Воспроизведите полностью и без единого изменения текст об угольной промышленности СССР.

─── ФРАГМЕНТ ТЕКСТА ───

Угольная промышленность СССР/Индустриализация. Часть 1

Материал из MiningWiki — свободной шахтёрской энциклопедии
Перейти к навигацииПерейти к поиску

Угольная промышленность СССР

Восстановление угольной промышленности после Гражданской войны (1922—1928 гг.)[править]

Stalin-drug-shahterov.jpg
Установка копра шахты 10-бис. Сталино 20-е годы

В начале восстановительного периода шахтный фонд угольной промышленности находился в катастрофическом состоянии. Поверхностные комплексы большинства угольных шахт в Донецком и Подмосковном бассейнах, на Урале и на Дальнем Востоке были почти полностью разрушены. Горные выработки были затоплены водой, большая часть из них пришла в негодность из-за самообрушения горных пород и разрушения крепи. В 1923—1924 гг. был принят ряд постановлений ЦК РКП(б) о мерах по ускорению восстановления шахт в этих регионах.

─── ИСХОДНЫЕ ДАННЫЕ ───

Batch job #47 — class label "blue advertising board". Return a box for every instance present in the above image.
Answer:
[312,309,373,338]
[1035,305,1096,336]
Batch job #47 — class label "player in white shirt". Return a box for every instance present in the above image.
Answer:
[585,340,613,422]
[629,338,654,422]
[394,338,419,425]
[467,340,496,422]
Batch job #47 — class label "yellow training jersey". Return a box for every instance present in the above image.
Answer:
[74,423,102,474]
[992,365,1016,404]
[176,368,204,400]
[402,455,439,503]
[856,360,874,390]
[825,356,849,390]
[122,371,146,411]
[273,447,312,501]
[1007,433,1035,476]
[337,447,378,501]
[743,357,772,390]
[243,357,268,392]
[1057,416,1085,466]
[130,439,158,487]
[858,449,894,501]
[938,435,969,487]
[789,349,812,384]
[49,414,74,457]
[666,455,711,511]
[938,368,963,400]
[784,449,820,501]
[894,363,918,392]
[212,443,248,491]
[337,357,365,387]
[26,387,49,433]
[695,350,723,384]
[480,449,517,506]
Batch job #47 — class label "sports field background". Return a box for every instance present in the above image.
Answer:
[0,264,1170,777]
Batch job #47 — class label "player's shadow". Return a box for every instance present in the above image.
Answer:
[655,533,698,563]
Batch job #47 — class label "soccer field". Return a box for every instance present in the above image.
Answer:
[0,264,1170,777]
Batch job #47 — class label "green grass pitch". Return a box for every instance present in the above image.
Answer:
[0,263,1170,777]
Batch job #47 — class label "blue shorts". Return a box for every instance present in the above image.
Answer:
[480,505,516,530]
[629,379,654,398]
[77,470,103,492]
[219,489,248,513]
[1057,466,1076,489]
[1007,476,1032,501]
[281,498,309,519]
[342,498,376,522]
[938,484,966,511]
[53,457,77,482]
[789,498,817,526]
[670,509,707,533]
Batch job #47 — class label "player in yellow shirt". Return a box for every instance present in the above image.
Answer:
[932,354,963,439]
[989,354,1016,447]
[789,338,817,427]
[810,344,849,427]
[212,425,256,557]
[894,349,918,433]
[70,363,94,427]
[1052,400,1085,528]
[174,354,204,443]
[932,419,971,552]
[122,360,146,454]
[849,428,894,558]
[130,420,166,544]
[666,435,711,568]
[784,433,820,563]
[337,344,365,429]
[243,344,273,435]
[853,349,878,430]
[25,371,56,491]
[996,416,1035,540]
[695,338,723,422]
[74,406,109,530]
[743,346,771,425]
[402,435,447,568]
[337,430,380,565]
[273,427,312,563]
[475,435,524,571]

───

ВЕРНЫЙ ОТВЕТ:
Угольная промышленность СССР/Индустриализация. Часть 1

Материал из MiningWiki — свободной шахтёрской энциклопедии
Перейти к навигацииПерейти к поиску

Угольная промышленность СССР

Восстановление угольной промышленности после Гражданской войны (1922—1928 гг.)[править]

Stalin-drug-shahterov.jpg
Установка копра шахты 10-бис. Сталино 20-е годы

В начале восстановительного периода шахтный фонд угольной промышленности находился в катастрофическом состоянии. Поверхностные комплексы большинства угольных шахт в Донецком и Подмосковном бассейнах, на Урале и на Дальнем Востоке были почти полностью разрушены. Горные выработки были затоплены водой, большая часть из них пришла в негодность из-за самообрушения горных пород и разрушения крепи. В 1923—1924 гг. был принят ряд постановлений ЦК РКП(б) о мерах по ускорению восстановления шахт в этих регионах.